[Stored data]
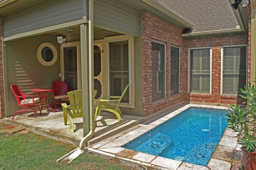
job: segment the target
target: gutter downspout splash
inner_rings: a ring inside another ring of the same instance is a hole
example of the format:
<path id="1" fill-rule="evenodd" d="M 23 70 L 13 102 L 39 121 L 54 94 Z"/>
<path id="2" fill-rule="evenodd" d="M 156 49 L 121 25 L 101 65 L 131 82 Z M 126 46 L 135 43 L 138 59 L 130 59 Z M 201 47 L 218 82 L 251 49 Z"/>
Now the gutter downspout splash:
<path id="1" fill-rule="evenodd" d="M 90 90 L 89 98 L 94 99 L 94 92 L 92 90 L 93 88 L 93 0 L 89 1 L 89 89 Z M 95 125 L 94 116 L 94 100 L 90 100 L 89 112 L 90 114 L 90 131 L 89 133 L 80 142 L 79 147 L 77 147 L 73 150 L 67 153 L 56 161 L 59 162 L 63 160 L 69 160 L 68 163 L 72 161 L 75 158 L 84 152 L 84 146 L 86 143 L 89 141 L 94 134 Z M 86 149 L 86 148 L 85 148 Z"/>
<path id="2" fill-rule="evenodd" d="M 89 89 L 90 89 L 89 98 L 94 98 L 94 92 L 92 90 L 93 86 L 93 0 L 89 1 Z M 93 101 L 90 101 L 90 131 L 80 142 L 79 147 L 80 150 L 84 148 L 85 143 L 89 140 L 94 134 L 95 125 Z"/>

---

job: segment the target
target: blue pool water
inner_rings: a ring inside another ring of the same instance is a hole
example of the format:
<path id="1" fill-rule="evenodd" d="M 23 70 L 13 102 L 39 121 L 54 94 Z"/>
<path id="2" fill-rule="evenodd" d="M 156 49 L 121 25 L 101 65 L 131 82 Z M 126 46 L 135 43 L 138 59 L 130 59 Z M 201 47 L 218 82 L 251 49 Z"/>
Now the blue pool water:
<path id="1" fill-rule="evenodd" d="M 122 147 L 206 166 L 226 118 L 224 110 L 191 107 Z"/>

* **Stated exercise**
Show every line of the listing above that contains the string "splash".

* **Finished exercise**
target: gutter downspout splash
Now the gutter downspout splash:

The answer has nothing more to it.